_Objective_. Retype the data word for word, starting at its beginning and stopping after the line that contains "pixel 295 260". Leave the pictures out of your copy.

_Listed records_.
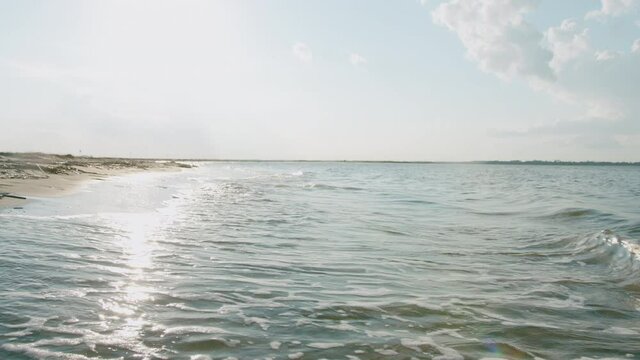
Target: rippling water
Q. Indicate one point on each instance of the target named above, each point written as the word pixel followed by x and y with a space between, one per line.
pixel 328 260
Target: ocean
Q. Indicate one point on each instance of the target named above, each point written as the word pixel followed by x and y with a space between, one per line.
pixel 334 260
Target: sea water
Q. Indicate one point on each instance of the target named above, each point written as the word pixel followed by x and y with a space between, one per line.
pixel 295 260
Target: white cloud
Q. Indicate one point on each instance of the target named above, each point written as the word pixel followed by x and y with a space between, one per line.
pixel 302 52
pixel 567 42
pixel 612 8
pixel 606 55
pixel 357 59
pixel 497 37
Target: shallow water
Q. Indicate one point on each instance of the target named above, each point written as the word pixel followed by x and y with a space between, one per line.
pixel 328 260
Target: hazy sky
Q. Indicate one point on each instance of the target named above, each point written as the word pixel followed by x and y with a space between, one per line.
pixel 325 79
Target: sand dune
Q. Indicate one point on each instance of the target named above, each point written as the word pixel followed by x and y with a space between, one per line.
pixel 38 174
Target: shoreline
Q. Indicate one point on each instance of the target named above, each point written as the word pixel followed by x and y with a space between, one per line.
pixel 45 175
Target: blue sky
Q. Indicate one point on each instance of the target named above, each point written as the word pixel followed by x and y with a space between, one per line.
pixel 446 80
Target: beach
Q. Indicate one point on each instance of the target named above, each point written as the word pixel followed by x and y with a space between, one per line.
pixel 310 260
pixel 49 175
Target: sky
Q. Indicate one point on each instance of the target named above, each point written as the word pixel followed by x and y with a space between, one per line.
pixel 406 80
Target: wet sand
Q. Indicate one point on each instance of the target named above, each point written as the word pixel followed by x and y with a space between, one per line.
pixel 46 175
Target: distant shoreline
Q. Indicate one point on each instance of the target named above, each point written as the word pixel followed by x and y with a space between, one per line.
pixel 48 175
pixel 179 160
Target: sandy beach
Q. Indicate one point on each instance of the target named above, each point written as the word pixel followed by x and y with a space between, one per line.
pixel 45 175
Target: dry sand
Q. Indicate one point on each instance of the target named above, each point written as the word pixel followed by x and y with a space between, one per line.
pixel 46 175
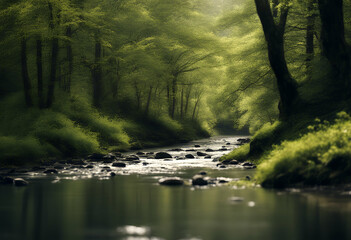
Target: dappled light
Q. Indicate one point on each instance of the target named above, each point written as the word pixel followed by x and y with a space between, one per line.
pixel 175 119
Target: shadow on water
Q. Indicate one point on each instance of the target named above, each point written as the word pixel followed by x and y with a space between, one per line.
pixel 135 207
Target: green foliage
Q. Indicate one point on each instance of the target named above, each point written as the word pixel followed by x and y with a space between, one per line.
pixel 15 151
pixel 241 153
pixel 322 156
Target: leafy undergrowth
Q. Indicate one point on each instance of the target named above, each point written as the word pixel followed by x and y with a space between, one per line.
pixel 72 128
pixel 320 157
pixel 239 154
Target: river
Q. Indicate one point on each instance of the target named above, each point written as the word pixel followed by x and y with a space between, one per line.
pixel 87 204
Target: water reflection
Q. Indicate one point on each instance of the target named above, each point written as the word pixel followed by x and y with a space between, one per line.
pixel 132 207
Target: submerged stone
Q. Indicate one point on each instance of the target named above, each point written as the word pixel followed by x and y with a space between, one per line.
pixel 171 181
pixel 20 182
pixel 161 155
pixel 51 171
pixel 119 164
pixel 198 180
pixel 201 154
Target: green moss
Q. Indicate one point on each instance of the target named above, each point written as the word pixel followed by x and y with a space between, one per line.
pixel 14 151
pixel 73 128
pixel 240 154
pixel 322 156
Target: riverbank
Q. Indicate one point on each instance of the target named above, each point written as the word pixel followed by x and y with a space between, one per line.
pixel 319 154
pixel 74 129
pixel 80 202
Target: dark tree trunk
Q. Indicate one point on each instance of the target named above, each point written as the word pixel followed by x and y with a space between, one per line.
pixel 137 95
pixel 169 100
pixel 52 79
pixel 40 73
pixel 182 103
pixel 116 84
pixel 187 98
pixel 274 34
pixel 333 40
pixel 147 107
pixel 275 8
pixel 174 96
pixel 195 107
pixel 97 76
pixel 25 76
pixel 69 53
pixel 310 36
pixel 54 57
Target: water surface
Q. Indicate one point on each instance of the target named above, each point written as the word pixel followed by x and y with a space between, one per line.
pixel 133 206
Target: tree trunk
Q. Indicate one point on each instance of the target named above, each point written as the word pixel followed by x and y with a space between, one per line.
pixel 169 100
pixel 40 72
pixel 54 56
pixel 148 101
pixel 275 8
pixel 195 106
pixel 174 97
pixel 310 36
pixel 25 76
pixel 116 84
pixel 52 79
pixel 69 53
pixel 137 95
pixel 181 103
pixel 187 98
pixel 97 75
pixel 333 40
pixel 274 34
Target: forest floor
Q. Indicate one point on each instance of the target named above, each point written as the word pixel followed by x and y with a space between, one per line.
pixel 73 129
pixel 310 153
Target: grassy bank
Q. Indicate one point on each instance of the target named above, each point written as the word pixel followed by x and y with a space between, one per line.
pixel 73 128
pixel 310 153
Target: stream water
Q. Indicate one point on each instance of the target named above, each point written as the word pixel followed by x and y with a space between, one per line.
pixel 86 203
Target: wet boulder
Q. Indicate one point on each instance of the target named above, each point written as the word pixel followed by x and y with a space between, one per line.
pixel 190 150
pixel 243 140
pixel 236 199
pixel 201 154
pixel 36 168
pixel 176 150
pixel 76 162
pixel 96 157
pixel 132 158
pixel 233 162
pixel 119 164
pixel 108 161
pixel 244 164
pixel 161 155
pixel 199 180
pixel 60 167
pixel 20 182
pixel 6 180
pixel 230 162
pixel 51 171
pixel 171 181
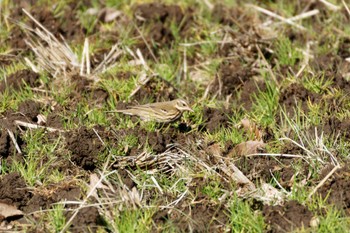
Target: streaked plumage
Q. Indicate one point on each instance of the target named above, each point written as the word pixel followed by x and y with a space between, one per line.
pixel 168 111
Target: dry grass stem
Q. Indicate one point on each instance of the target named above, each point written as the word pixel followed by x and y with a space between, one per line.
pixel 12 136
pixel 323 181
pixel 34 126
pixel 276 16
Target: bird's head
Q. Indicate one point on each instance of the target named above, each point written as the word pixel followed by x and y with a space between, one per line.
pixel 182 105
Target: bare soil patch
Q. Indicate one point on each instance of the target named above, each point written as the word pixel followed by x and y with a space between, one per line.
pixel 337 189
pixel 291 216
pixel 19 79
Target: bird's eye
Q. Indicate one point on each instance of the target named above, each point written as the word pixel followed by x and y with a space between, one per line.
pixel 182 104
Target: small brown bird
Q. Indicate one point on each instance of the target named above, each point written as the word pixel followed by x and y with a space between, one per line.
pixel 164 112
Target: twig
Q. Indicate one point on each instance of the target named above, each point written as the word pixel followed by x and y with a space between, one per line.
pixel 274 15
pixel 299 17
pixel 14 141
pixel 34 126
pixel 346 7
pixel 330 6
pixel 324 180
pixel 275 155
pixel 267 64
pixel 76 211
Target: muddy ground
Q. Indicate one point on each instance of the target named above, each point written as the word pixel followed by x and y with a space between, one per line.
pixel 83 148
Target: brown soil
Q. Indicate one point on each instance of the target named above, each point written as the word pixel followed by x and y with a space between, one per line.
pixel 19 79
pixel 67 25
pixel 333 126
pixel 157 18
pixel 85 147
pixel 156 90
pixel 237 76
pixel 157 141
pixel 233 75
pixel 291 216
pixel 337 188
pixel 243 19
pixel 295 95
pixel 13 190
pixel 259 168
pixel 200 217
pixel 214 119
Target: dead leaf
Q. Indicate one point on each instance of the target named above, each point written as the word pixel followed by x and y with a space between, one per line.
pixel 7 211
pixel 95 184
pixel 251 128
pixel 215 150
pixel 105 14
pixel 269 195
pixel 247 148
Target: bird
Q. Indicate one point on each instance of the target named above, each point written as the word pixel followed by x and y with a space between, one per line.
pixel 163 112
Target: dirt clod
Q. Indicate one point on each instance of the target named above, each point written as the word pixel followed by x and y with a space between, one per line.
pixel 19 79
pixel 85 147
pixel 287 218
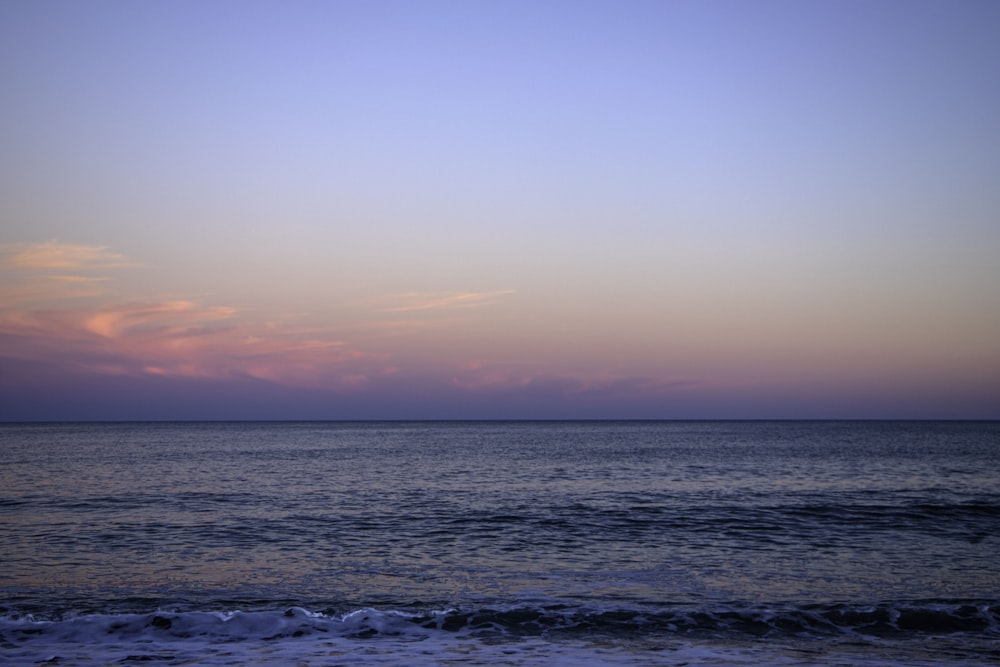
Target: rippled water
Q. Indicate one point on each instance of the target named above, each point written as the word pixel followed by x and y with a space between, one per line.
pixel 642 534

_Answer below_.
Target: rippling water
Q. Indicate one point on each instance of the target named above, each point written as the word pixel followed by x and y with a space between, one per line.
pixel 328 260
Target: ocean
Q. Indicate one point on each instance of the target named above, each point written as the word pixel followed by x and y with a space between, one per line.
pixel 334 260
Target: sea water
Q. Indicate one point on each instance of the target named above, each point written as the word pixel followed by x and y with a space between, one per line.
pixel 295 260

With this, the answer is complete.